▶ **INPUT FOR THIS TASK**

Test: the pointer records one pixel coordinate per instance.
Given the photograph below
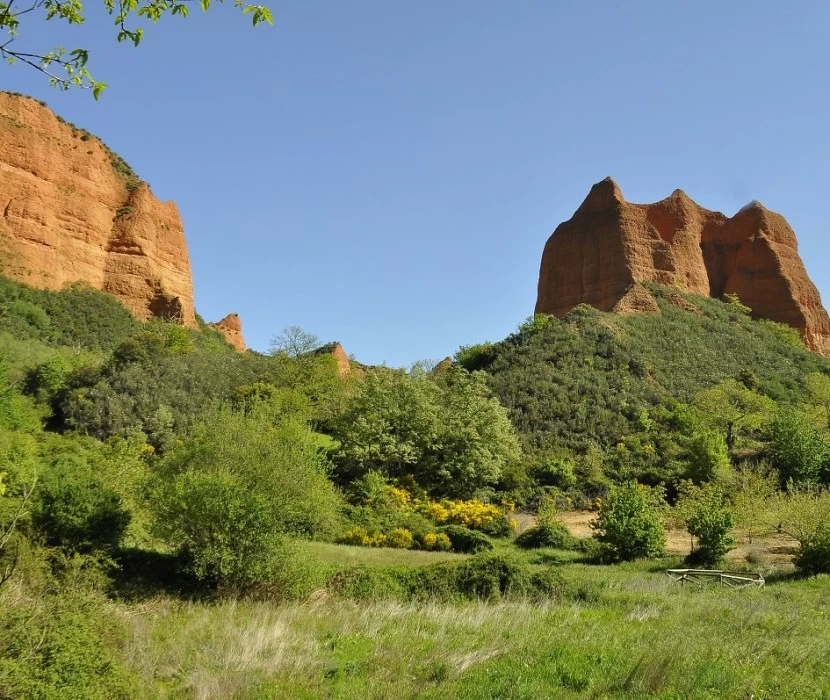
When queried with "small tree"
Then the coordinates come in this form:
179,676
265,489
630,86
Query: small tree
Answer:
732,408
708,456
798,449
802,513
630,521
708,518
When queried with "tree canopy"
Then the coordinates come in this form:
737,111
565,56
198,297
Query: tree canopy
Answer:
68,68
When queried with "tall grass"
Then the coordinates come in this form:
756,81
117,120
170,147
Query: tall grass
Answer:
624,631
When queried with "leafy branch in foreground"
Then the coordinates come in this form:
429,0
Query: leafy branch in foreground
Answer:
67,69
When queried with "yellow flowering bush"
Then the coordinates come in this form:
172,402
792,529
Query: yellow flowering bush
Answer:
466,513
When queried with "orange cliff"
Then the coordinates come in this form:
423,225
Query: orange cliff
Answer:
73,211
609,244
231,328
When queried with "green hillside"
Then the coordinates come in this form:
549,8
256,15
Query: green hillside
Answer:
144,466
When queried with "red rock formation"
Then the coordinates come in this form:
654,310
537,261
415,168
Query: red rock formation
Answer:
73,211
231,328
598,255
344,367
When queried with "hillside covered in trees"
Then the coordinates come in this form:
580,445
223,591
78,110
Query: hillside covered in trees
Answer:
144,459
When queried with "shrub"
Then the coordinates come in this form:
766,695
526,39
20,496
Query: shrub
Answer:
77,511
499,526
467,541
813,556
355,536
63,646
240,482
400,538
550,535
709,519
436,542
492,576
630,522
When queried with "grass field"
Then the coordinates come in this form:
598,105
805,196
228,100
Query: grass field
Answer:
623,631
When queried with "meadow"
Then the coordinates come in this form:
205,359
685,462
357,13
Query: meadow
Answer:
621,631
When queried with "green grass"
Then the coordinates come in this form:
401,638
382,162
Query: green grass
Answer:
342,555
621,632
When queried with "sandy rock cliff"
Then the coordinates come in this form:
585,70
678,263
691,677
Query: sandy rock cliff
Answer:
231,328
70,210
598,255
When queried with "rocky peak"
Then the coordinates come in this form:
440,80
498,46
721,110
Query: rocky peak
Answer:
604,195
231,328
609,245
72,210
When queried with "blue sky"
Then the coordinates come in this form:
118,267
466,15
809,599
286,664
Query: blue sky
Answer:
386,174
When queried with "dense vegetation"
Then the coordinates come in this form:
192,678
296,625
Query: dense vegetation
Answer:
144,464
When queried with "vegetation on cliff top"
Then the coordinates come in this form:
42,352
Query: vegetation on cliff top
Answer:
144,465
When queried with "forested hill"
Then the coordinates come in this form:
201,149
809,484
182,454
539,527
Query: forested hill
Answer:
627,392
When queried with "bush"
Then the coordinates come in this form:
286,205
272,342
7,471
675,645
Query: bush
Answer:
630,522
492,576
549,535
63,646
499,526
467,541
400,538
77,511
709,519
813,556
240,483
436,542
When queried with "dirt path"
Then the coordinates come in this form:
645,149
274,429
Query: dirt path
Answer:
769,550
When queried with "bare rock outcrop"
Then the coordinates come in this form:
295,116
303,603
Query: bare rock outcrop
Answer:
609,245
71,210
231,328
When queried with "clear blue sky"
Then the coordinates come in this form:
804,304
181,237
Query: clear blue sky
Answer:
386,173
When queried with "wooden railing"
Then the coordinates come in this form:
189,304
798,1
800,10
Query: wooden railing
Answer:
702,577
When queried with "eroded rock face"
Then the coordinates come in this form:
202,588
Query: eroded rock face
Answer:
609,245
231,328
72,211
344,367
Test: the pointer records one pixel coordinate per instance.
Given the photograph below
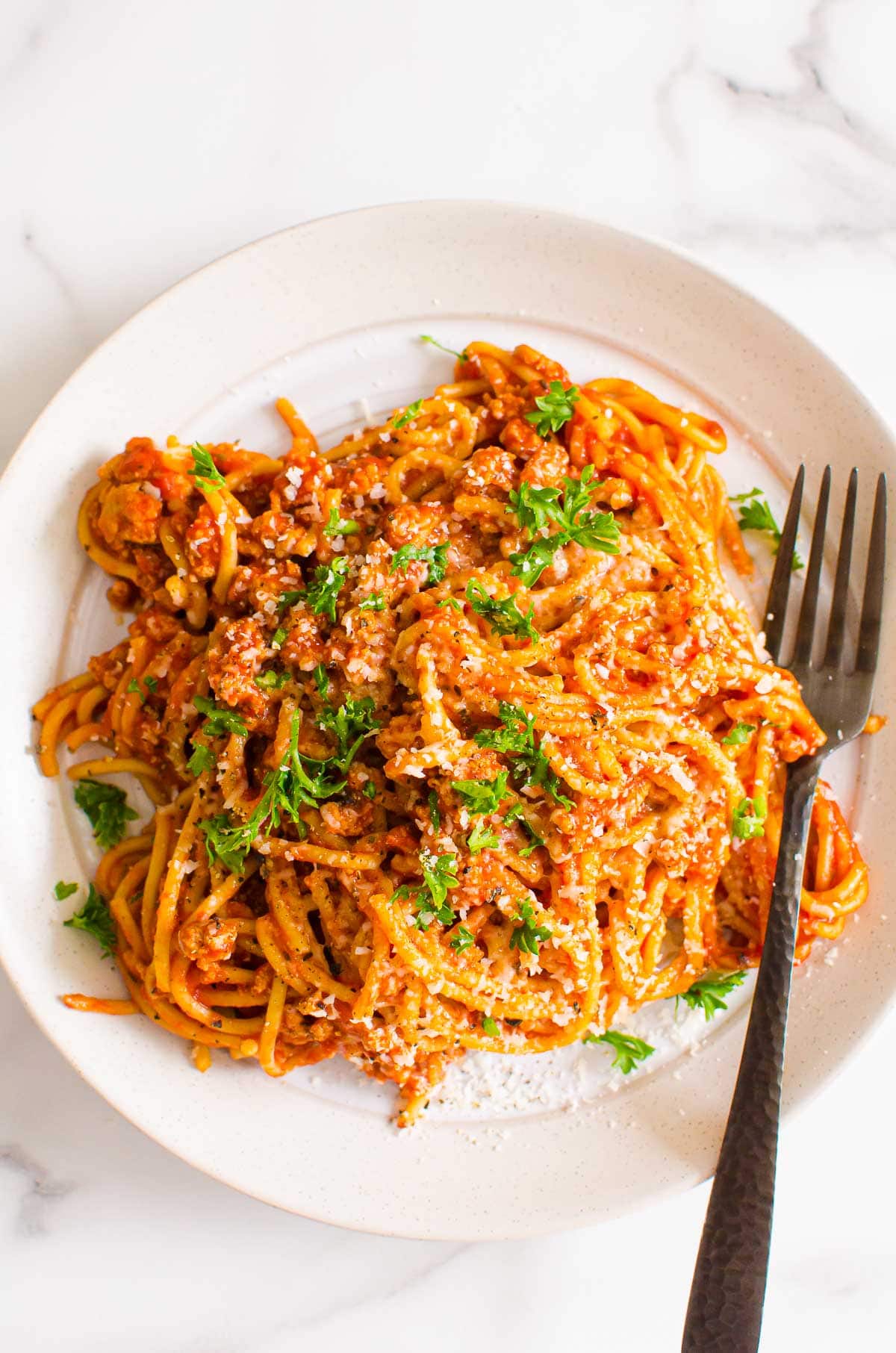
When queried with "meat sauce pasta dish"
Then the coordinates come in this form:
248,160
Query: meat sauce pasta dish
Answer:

▶ **WHAT THE TASK ASKS**
Copy each line above precisely, dropping the pictures.

▶ **SOLUTION**
Test: the pointer records one pixel coordinate per instance.
Given the photograph below
When queried with "small tree"
Then the coordinates come in this form:
179,676
265,489
630,86
Query: small tree
Answer:
732,408
708,456
798,449
802,513
630,521
708,518
When queried with "tree canopy"
Then the coordinates come in this form:
737,111
565,56
198,297
Query: tree canopy
Answer:
68,68
When queried with "tall grass"
Then the coordinates come in this form:
756,81
117,120
170,147
Query: tall grass
Answer:
624,631
When queried with "leafy branch in foreground"
Then the coordinates come in this form:
429,0
Query: leafy branch in foreground
Answer:
67,69
When queried with "yellow flowering bush"
Then the coordinates come in this form:
172,402
792,529
Query: yellow flowering bush
Answer:
466,513
When queried with "orange cliff"
Then the coordinates come in this form:
423,225
Query: orange cliff
Answer:
73,211
609,244
231,328
When queried with "green hillside"
Then the coordinates come in this form:
549,8
256,15
Query: green hillside
Answer:
144,466
When queried with "red rock formation"
Then the coordinates come in this form:
654,310
537,261
415,168
Query: red rock formation
Answer:
73,211
231,328
598,255
344,367
When queried with "hillside covered in trees"
Then the coordinates come in this form:
580,445
223,591
78,110
Query: hillside covered in trees
Answer:
144,459
When queried with "shrub"
Then the coordinates come in this form:
766,695
526,39
20,496
Query: shrub
Answer:
77,511
499,526
467,541
813,556
355,536
63,646
240,482
400,538
550,535
709,519
436,542
492,576
630,522
When queried with "grass field"
Then the coordinates come in this form:
598,105
805,196
228,100
Query: grass field
Answer:
623,631
When queried with "meadow"
Then the coordinates come in this form:
205,359
685,462
357,13
Query: meadow
Answer:
621,631
When queried with "green grass"
Then the coordinates come in this form:
401,638
382,162
Query: green grass
Answer:
342,555
621,632
When queried with "sandy rock cliff"
Then the coordinates come in this form:
585,70
678,263
691,677
Query: sandy rock cliff
Answer:
231,328
70,210
598,255
When queried with "rocky peak"
Then the coordinates come in this form:
440,80
498,46
721,110
Query: rocky peak
Answer:
604,195
231,328
609,245
72,210
When queried with "blue sky"
Then the coordinates come in this form:
118,267
466,15
809,599
286,664
Query: blue sky
Answer:
386,174
When queried with "dense vegetation"
Then the coordinates come in this form:
192,678
296,625
Query: dense vegetation
Answer:
144,464
When queried with "vegetation on cliff top"
Then the coordinates come in this form:
42,352
Query: vegetation on cliff top
Answer:
144,465
When queried with "forested hill"
Then the coordinates come in this form:
201,149
809,484
182,454
539,527
Query: forested hill
Answer:
627,392
When queried with "bush"
Then the coordinates come in this form:
286,205
272,342
7,471
675,645
Query: bush
Answer:
630,522
492,576
549,535
63,646
499,526
467,541
400,538
77,511
709,519
813,556
240,483
436,542
When queried with "dirt path"
Then the coordinates come in this form:
645,149
274,429
Query: dirt path
Answer:
769,550
When queried with "bare rock outcrop"
Then the coordinates come in this form:
295,116
303,603
Query: bare rock outcrop
Answer:
609,245
71,210
231,328
When queried with "clear blue sky"
Then the coordinates come in this form:
804,304
181,237
Query: clear blue sky
Answer:
386,173
When queried with "wooden railing"
Then the coordinates come in this form:
189,304
798,1
800,10
Query: wooden railing
Answer:
702,577
When queried with "eroded rock face"
Then the coordinates come in this form:
202,588
Query: eroded rock face
Answer:
609,245
231,328
72,211
344,367
Test: the pointer records one pixel coordinate per instance.
Given the photograph below
When queried with "meat sauce pasta dish"
Then the coordinates come in this form:
248,160
Query: meat sauce pasta dish
Answer:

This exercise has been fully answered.